* [Data for the task]:
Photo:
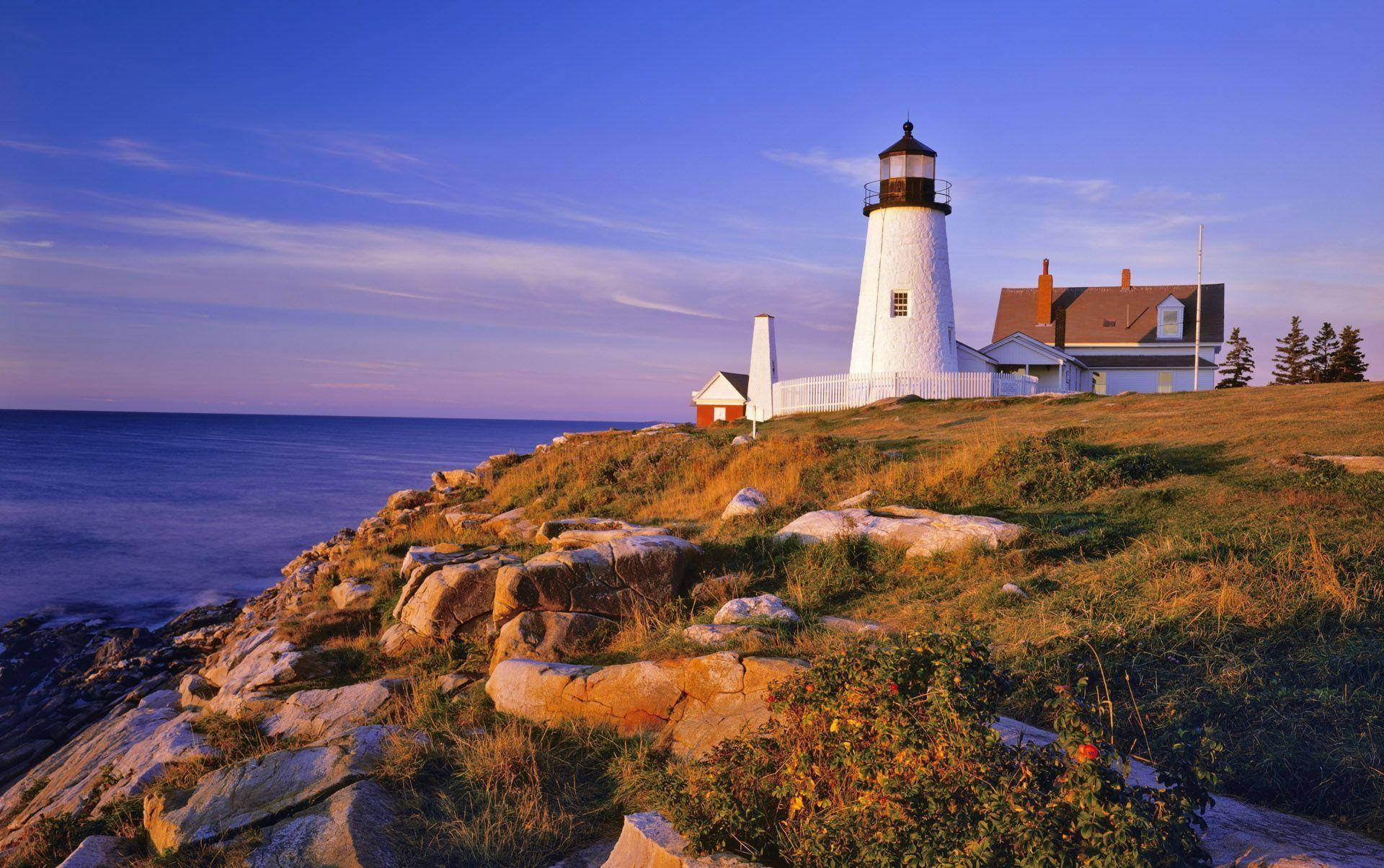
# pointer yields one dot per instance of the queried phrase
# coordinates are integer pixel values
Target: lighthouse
(904, 320)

* [What you should do]: Up to and including the last line above, starting with the line that contains "# coordinates are integer pixel values", return each line exactly and nothing else.

* [Solution to this task]:
# coordinates are integer pixel values
Target: lighthouse
(904, 320)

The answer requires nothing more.